- _Records for this exercise_:

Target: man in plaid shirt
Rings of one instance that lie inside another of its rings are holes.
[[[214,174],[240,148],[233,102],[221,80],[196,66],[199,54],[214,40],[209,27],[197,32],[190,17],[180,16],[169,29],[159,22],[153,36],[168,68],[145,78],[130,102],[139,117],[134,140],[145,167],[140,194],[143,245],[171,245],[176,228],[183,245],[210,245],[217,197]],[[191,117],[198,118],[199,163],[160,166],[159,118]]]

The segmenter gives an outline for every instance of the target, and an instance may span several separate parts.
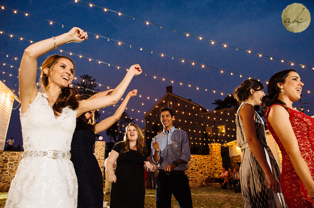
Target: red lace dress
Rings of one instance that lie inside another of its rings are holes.
[[[270,108],[274,105],[268,109],[266,113],[266,118]],[[301,154],[307,164],[310,173],[314,179],[314,119],[298,111],[289,110],[289,119],[298,140]],[[288,207],[289,208],[314,207],[313,200],[295,170],[289,156],[267,119],[266,121],[268,129],[282,155],[280,183]]]

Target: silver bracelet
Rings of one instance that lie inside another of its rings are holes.
[[[52,38],[53,38],[53,43],[55,43],[55,49],[57,49],[57,43],[56,42],[56,38],[54,37],[52,37]]]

- _What the task asks_: Write out every line of the records above word for word, leaving out the pictures.

- _Result for this exercise_:
Target: man in plaid shirt
Rings of one instance that lie inside another of its rings are holes.
[[[214,174],[240,148],[233,102],[221,80],[196,66],[199,54],[214,40],[209,27],[197,32],[190,17],[180,16],[169,29],[159,22],[153,36],[168,68],[145,78],[130,102],[139,117],[134,140],[145,167],[140,194],[143,245],[171,245],[176,228],[183,245],[210,245],[217,197]],[[191,117],[198,118],[199,163],[160,166],[159,118]]]

The segmenter gives an outline for every instance of the target, and an instance may span several separate parts.
Target: red lace dress
Rings of one instance that lie inside another of its rings are holes.
[[[270,108],[274,105],[268,109],[266,113],[266,118]],[[301,154],[307,164],[310,173],[314,179],[314,119],[298,111],[289,110],[289,119],[298,140]],[[288,207],[289,208],[314,207],[313,200],[295,170],[289,156],[267,119],[266,121],[268,129],[282,155],[280,183]]]

Target: silver bracelet
Rings of one instance that lie inside another of its rings are holes.
[[[52,38],[53,38],[53,43],[55,43],[55,49],[57,49],[57,43],[56,42],[56,38],[54,37],[52,37]]]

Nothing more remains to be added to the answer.